• **What you should do**:
Render everything in the listing below, from the line containing "Task: find the bird in" down to the line containing "point(79, 51)", both included, as a Markdown table with the columns Index and Entry. Give one numbered row per line and omit any blank lines.
▼
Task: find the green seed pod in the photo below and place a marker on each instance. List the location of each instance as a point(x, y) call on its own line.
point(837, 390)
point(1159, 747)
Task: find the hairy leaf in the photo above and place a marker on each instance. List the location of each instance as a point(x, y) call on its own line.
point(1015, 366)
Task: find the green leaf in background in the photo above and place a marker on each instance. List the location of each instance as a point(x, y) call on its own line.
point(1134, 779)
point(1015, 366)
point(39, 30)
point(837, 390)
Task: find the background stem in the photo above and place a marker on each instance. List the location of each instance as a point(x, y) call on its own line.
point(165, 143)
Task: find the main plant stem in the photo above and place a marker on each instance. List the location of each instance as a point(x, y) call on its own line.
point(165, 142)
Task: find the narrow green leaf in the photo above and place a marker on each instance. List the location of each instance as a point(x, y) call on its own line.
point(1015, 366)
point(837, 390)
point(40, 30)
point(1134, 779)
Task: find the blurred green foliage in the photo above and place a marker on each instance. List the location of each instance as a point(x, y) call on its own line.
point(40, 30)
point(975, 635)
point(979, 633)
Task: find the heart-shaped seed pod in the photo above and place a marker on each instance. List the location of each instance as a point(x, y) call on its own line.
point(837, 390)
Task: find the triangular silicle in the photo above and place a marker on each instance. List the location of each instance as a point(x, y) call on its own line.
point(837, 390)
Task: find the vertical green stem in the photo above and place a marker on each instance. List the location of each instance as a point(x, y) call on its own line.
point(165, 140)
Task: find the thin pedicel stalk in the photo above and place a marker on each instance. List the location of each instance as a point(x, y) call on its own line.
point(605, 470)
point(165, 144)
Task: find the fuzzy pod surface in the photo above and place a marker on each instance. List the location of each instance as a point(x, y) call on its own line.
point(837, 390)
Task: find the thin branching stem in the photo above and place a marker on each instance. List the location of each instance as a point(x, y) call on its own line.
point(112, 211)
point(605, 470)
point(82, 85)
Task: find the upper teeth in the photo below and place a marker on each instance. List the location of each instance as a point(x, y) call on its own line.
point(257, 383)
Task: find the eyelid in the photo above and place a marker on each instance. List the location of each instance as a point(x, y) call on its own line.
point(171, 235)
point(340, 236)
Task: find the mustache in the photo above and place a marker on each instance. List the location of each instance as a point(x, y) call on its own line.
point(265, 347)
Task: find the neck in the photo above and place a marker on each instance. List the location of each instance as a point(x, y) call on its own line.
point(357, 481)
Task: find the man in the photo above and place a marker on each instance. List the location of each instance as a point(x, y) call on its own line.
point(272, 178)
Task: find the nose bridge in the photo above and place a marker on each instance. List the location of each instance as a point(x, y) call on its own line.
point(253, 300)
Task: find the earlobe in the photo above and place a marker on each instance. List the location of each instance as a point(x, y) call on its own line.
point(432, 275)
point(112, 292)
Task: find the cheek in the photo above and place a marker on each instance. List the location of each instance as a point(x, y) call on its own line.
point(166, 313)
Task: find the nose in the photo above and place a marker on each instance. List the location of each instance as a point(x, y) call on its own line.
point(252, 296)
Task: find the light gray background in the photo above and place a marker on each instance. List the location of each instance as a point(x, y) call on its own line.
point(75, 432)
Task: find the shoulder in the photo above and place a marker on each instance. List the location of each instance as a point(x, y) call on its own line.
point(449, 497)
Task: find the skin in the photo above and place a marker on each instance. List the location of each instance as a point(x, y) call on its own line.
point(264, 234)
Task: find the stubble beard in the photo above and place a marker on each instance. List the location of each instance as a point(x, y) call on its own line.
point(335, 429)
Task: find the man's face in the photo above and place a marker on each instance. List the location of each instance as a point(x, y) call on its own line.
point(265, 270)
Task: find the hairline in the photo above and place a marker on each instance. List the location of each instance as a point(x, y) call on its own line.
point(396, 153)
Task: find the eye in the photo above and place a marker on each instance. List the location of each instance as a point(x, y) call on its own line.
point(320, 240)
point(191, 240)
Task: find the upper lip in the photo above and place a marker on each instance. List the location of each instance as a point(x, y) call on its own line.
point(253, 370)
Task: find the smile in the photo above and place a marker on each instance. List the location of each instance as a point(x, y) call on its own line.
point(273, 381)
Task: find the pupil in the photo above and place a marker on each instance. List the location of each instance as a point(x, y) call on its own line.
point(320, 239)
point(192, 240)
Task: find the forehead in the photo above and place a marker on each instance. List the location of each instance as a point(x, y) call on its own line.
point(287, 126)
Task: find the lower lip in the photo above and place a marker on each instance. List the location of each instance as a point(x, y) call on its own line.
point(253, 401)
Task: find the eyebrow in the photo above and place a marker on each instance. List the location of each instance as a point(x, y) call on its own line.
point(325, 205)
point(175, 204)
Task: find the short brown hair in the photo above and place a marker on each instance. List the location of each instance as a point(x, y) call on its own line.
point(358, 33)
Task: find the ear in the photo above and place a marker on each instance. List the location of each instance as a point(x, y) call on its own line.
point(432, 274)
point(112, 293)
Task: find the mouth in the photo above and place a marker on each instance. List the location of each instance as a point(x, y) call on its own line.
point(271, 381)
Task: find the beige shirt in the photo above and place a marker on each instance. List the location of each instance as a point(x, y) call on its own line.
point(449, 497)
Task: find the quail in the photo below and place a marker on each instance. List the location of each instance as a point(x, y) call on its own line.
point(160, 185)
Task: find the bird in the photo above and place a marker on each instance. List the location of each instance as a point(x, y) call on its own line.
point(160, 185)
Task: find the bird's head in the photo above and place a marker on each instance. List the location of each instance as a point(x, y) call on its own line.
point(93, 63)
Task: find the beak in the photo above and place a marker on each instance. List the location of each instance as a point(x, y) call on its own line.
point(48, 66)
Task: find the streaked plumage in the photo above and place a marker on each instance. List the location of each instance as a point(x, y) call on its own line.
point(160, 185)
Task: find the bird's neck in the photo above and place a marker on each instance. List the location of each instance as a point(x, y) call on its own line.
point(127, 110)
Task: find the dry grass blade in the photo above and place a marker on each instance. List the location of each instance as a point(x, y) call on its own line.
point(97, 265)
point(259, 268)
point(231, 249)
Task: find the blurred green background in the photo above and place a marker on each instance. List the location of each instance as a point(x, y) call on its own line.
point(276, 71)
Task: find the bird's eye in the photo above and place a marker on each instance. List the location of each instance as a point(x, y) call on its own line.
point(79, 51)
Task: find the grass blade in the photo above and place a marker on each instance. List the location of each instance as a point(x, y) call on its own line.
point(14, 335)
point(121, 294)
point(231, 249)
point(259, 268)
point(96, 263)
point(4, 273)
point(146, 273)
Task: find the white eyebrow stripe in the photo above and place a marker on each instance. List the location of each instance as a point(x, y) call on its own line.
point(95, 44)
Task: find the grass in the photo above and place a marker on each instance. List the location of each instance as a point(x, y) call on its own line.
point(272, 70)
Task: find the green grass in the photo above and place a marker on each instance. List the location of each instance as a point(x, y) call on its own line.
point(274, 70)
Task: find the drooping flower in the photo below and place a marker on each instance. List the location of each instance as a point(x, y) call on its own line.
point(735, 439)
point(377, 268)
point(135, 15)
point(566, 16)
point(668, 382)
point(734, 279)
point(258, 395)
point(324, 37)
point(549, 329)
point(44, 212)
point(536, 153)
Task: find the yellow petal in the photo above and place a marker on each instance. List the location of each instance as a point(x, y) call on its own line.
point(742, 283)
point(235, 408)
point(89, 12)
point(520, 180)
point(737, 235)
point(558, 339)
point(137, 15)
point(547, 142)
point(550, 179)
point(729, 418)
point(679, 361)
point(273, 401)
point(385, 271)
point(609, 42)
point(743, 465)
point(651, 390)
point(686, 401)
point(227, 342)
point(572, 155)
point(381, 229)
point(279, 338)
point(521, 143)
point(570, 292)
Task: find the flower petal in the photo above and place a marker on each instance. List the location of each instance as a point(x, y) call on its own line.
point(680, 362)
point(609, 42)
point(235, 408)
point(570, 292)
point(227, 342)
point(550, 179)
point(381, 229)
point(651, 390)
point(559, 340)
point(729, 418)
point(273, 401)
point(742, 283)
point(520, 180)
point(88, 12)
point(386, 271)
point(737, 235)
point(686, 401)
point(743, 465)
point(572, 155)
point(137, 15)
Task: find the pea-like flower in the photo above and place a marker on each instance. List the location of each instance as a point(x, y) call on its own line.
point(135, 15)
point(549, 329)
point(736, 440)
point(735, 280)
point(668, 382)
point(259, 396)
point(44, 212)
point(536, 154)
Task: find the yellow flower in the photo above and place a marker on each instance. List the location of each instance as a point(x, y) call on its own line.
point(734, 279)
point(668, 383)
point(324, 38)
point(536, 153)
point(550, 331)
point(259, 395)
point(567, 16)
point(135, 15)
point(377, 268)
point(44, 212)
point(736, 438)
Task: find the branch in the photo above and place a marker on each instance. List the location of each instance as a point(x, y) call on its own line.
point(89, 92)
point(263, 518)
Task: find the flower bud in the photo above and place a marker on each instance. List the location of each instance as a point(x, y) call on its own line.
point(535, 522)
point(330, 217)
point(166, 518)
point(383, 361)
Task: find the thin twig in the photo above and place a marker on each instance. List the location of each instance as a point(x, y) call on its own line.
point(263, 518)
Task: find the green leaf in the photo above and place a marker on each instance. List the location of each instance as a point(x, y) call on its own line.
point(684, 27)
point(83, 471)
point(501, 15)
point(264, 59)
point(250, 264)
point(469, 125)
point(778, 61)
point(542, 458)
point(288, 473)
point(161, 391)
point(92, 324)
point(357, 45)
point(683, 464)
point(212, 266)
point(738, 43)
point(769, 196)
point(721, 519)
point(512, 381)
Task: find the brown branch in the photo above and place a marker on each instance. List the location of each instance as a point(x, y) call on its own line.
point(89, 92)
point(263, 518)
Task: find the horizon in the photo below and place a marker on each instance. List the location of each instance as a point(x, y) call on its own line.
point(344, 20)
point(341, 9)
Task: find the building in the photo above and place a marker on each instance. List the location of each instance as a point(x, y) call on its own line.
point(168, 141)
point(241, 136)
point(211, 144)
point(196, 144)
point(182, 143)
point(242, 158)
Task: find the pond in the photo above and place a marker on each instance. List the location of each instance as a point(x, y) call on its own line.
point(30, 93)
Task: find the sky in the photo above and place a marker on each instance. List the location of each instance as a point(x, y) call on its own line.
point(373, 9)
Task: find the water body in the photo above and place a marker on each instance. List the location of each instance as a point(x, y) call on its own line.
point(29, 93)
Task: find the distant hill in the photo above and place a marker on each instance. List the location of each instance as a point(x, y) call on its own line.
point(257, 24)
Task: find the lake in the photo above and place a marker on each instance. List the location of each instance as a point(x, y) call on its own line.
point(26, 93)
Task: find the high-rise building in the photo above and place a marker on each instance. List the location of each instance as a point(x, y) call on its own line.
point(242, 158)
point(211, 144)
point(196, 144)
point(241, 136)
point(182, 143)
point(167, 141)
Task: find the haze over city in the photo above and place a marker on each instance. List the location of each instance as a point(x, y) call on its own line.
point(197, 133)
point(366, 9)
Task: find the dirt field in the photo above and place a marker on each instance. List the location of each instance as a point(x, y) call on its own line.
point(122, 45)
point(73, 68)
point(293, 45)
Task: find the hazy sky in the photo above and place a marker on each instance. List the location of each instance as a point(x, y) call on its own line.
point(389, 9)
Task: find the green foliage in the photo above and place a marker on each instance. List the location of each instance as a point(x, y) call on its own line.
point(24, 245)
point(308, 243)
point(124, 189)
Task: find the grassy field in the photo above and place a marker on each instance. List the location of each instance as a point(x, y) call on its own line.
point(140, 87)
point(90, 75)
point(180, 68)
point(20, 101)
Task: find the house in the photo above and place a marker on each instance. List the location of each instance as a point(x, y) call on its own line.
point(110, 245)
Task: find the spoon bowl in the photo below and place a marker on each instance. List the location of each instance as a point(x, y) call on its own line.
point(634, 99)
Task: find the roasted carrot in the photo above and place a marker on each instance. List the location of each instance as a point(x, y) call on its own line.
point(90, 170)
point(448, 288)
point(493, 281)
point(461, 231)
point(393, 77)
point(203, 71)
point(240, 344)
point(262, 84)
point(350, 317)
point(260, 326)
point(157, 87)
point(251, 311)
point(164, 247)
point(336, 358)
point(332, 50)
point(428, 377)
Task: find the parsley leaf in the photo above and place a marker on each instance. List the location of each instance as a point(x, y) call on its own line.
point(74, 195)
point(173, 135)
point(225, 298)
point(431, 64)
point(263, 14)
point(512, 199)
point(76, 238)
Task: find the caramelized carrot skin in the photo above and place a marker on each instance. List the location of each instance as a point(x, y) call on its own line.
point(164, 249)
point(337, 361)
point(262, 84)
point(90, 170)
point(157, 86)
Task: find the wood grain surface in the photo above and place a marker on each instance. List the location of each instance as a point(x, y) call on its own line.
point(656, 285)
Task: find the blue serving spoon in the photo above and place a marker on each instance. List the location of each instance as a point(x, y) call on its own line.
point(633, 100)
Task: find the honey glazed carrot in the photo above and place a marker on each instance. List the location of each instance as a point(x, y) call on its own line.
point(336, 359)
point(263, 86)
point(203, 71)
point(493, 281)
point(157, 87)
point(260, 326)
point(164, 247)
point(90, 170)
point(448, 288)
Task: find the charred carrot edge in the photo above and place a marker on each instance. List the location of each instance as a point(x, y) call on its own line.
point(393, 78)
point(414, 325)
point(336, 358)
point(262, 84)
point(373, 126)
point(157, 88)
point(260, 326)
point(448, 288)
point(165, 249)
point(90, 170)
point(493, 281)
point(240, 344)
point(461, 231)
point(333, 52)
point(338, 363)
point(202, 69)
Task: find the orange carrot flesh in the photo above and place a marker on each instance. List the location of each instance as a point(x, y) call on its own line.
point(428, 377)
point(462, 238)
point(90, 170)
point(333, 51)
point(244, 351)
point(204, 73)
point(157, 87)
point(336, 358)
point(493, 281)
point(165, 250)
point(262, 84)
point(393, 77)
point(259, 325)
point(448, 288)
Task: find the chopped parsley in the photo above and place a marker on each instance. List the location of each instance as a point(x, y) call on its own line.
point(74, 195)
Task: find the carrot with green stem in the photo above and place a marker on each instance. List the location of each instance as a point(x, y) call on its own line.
▲
• **Finished task**:
| Index | Entry |
|---|---|
| 1 | Task: find the bird in the photo above and place a marker on each instance. List the location of each instance as a point(x, y) call on its own line. |
| 2 | point(160, 185) |
| 3 | Task: find the bird's head in the photo above and place a marker on each instance. List the location of each instance as a point(x, y) call on its own line. |
| 4 | point(93, 63) |
| 5 | Task: find the beak in the photo above and place a marker on each instance. List the location of each instance as a point(x, y) call on its own line. |
| 6 | point(48, 66) |
| 7 | Task: find the streaked plumage in the photo above and place a marker on each instance. List the location of each instance as a point(x, y) call on its own line. |
| 8 | point(160, 185) |
| 9 | Task: find the bird's neck in the photo above and place a marker on each instance. List the location of each instance as a point(x, y) call on its own line. |
| 10 | point(127, 110) |
| 11 | Task: find the dry grass blade in the photo above and place a marker on each instance. List the location of each instance as a point(x, y) call on its own line. |
| 12 | point(97, 265) |
| 13 | point(259, 268) |
| 14 | point(231, 249) |
| 15 | Task: find the blurred green background in the photo above and place a marker on each instance. List the location of each instance as a point(x, y) call on its own line. |
| 16 | point(276, 71) |
| 17 | Task: find the bird's eye in the photo above and place a marker on each instance. List the location of each instance as a point(x, y) call on its own line. |
| 18 | point(79, 51) |